==== PAGE EXCERPT

Car stocks got a boost Thursday following the meeting between the U.S. and European Union that earned automakers in the region a reprieve from higher import tariffs.
Stoxx Europe 600 Index and helped DAX in Germany, where the majority of European carmaker’s are from, to rise by 1.5 percent.
In fact, all auto and auto-related stocks, such as auto parts suppliers such as Michelin, Pirelli and Hella, on the Euro Stoxx index were in the black apart from Valeo, down over 7 percent after it cut its profit outlook earlier Thursday.
The boost comes after President Donald Trump and Jean-Claude Juncker, president of the European Commission, had a conciliatory meeting Wednesday at which Trump decided that tariffs on EU car imports would not be increased while negotiations continued, giving both sides more time to avert a potential trade war.
Trump said the leaders had agreed “to work together towards zero tariffs, zero non-tariff barriers and zero subsidies for the non-auto industrial goods.” The future import tariffs on EU cars, which currently stands at 2.5 percent, was not addressed.
Trump threatened in Juneff to increase duties on EU car imports to 20 percent, a move that could damage Europe’s key carmaking industry, particularly those in the region’s largest economy Germany where the car industry supports some 800,000 jobs.
U.S. cars are currently subject to 10 percent tariffs when they are exported to Europe, which Trump has called out as unfair.
Carmakers are being tight-lipped about the meeting. Italian-American auto maker Fiat Chrysler told CNBC they would not comment on the meeting; German automaker BMW told CNBC Thursday that it did not comment on the “tariffs topic” either. Instead it referred to a previous statement in which it said that the “BMW Group is committed to free trade worldwide: Our company has a global production network and a global sales market. We also take advantage of purchasing markets around the world,” it said.
“Barrier-free access to markets is therefore a key factor not only for our business model, but also for growth, welfare and employment throughout the global economy.”

========

WHAT TO WORK ON:
(a) Reproduce the car-tariff article word for word, beginning at the words "In fact, all" and stopping after "potential trade war.".
(b) In the car-tariff article, what tariff rate applies to U.S. cars exported to Europe?
You won't need the records at all.

==== RECORDS SHOWN

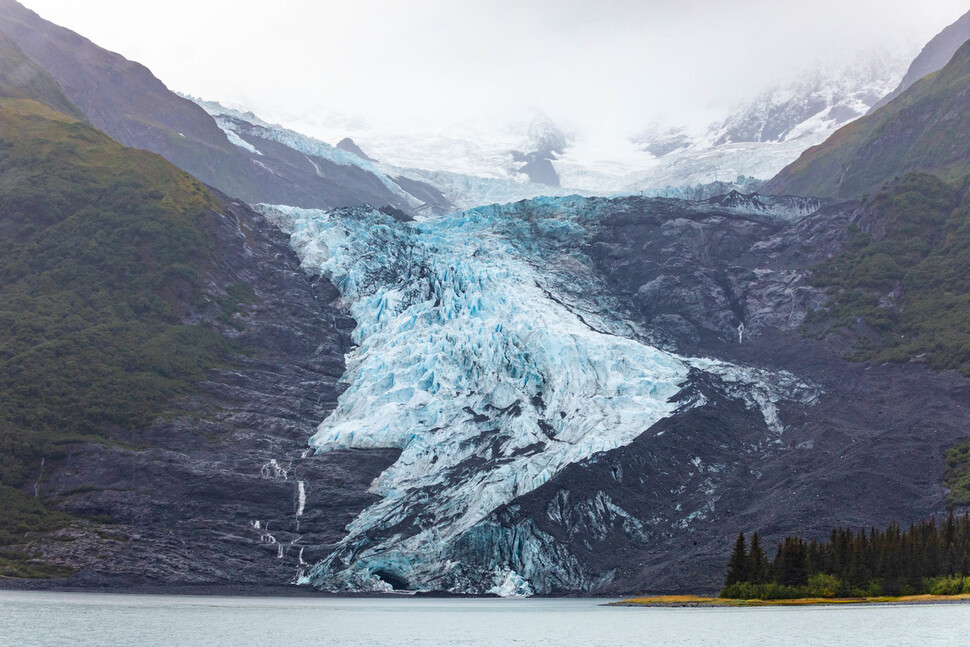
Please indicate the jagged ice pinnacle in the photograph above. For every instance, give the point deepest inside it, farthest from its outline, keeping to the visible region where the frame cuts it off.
(479, 355)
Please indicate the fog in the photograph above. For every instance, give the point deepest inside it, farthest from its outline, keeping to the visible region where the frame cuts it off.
(425, 64)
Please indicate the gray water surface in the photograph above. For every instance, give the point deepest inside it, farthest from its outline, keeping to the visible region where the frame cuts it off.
(86, 619)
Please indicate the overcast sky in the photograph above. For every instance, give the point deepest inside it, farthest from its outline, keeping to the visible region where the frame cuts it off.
(417, 63)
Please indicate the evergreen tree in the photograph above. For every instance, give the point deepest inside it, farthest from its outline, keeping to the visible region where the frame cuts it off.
(738, 564)
(757, 562)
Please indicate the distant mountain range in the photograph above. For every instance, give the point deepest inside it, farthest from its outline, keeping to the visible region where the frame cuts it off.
(552, 396)
(926, 128)
(933, 57)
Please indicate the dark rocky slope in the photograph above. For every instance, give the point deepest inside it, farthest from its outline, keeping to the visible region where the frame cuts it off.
(125, 100)
(211, 495)
(163, 360)
(926, 129)
(933, 57)
(660, 514)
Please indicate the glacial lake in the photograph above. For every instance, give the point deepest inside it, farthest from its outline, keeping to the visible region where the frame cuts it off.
(82, 620)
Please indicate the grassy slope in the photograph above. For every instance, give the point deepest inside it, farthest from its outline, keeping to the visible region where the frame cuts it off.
(101, 252)
(702, 601)
(927, 128)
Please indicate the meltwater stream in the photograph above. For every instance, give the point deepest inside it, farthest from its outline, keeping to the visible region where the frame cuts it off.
(483, 354)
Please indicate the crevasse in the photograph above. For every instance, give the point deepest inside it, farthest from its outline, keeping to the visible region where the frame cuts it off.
(480, 358)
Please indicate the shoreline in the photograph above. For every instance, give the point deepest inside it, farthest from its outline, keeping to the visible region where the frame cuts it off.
(691, 601)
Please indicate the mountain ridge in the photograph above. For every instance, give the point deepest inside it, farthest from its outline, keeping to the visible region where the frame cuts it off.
(923, 129)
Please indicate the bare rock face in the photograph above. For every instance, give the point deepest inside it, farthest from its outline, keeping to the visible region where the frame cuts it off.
(225, 492)
(659, 515)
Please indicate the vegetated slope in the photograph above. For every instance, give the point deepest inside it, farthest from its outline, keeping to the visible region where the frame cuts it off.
(901, 289)
(101, 255)
(126, 101)
(163, 360)
(21, 78)
(934, 56)
(927, 128)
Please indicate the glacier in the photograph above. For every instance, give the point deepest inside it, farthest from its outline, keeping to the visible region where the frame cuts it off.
(481, 355)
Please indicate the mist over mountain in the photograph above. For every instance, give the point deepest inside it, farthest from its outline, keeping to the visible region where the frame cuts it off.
(234, 353)
(933, 57)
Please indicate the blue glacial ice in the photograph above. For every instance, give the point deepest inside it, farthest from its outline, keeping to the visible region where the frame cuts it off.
(480, 354)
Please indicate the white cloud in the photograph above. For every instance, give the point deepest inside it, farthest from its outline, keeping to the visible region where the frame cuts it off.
(595, 64)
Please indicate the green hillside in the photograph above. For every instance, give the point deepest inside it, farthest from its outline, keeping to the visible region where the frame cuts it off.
(906, 281)
(102, 253)
(925, 129)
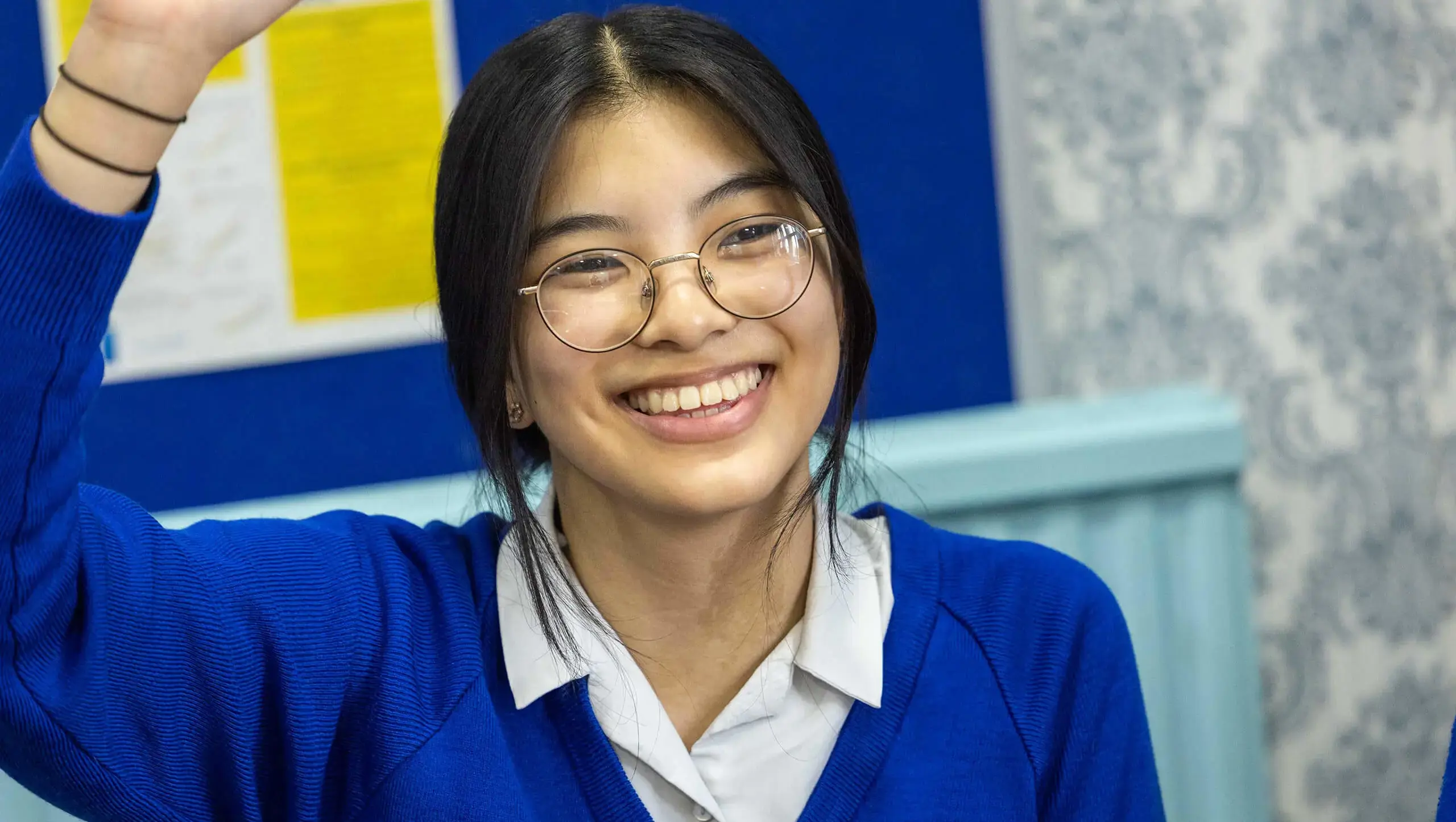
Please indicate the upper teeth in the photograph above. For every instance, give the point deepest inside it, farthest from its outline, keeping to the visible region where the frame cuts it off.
(696, 401)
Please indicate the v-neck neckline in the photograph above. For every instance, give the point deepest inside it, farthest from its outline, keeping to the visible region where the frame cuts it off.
(864, 741)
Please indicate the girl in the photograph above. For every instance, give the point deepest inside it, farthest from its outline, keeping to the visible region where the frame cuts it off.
(650, 281)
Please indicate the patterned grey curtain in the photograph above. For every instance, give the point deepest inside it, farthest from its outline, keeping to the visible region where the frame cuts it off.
(1261, 194)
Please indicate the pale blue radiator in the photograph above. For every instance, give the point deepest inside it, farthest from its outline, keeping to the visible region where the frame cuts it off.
(1145, 491)
(1140, 488)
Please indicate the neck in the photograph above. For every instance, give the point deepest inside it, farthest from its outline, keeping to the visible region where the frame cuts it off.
(700, 600)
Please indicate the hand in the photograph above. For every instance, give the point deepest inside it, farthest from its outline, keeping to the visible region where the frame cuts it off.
(198, 32)
(155, 54)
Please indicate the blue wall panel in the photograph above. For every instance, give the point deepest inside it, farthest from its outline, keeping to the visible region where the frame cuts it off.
(901, 98)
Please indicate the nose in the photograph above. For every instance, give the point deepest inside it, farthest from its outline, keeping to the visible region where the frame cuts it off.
(683, 315)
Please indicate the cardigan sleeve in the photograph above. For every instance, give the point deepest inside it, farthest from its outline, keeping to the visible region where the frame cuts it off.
(1062, 654)
(226, 671)
(1446, 808)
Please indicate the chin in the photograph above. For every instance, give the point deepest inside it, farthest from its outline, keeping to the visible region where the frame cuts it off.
(713, 488)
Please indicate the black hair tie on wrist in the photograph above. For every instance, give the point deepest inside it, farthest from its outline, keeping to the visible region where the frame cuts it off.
(66, 144)
(120, 102)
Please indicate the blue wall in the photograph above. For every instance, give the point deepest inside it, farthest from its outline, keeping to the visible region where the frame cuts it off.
(903, 102)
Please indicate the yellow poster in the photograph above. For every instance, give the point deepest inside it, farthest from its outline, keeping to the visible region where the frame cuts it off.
(296, 209)
(359, 118)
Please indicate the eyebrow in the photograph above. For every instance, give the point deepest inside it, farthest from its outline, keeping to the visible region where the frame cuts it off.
(573, 225)
(742, 182)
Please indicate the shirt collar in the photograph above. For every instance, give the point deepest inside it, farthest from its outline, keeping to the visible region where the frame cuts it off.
(842, 633)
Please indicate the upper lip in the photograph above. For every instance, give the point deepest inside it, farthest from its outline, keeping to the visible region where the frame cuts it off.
(680, 379)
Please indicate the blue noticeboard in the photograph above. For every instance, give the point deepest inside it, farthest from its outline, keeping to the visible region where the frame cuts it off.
(903, 101)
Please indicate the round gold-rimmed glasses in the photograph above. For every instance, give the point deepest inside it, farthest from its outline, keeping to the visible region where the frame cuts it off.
(753, 268)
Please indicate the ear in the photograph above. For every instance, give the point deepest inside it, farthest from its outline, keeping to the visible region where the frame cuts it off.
(518, 408)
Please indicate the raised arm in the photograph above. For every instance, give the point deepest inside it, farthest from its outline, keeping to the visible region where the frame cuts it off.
(229, 671)
(152, 54)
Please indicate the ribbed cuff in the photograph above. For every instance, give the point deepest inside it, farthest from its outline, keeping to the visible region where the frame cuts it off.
(60, 264)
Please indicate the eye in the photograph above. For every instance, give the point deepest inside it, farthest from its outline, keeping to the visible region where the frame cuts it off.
(768, 239)
(594, 271)
(750, 233)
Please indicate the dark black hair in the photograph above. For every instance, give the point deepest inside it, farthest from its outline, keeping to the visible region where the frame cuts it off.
(494, 159)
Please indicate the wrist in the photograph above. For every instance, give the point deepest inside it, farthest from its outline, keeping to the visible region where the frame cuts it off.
(149, 73)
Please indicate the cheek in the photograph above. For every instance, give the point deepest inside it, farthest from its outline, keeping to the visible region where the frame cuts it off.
(554, 376)
(812, 328)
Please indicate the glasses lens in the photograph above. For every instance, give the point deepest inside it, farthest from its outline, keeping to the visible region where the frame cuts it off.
(596, 300)
(758, 267)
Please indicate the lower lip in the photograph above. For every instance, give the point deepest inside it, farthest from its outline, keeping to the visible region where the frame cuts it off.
(723, 425)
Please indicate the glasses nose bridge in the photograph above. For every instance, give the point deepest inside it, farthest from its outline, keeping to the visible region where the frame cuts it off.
(669, 259)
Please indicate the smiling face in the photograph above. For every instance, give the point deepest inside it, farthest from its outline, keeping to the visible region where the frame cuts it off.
(657, 180)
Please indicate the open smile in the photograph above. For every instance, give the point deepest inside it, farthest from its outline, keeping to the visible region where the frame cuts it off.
(714, 409)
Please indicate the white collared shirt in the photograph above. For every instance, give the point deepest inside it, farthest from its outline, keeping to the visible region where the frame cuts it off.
(762, 755)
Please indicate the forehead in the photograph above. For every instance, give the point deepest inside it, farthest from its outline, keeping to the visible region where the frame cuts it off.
(651, 155)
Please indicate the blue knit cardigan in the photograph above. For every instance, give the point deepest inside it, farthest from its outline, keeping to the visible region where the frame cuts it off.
(349, 667)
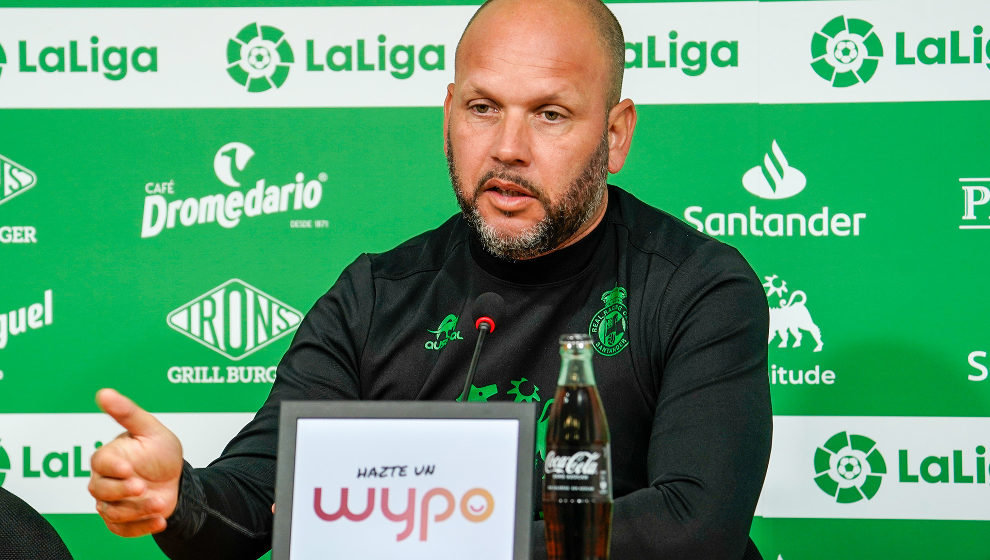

========

TASK-BY-TASK ANSWERS:
(a)
In fact, all auto and auto-related stocks, such as auto parts suppliers such as Michelin, Pirelli and Hella, on the Euro Stoxx index were in the black apart from Valeo, down over 7 percent after it cut its profit outlook earlier Thursday.
The boost comes after President Donald Trump and Jean-Claude Juncker, president of the European Commission, had a conciliatory meeting Wednesday at which Trump decided that tariffs on EU car imports would not be increased while negotiations continued, giving both sides more time to avert a potential trade war.

(b) 10 percent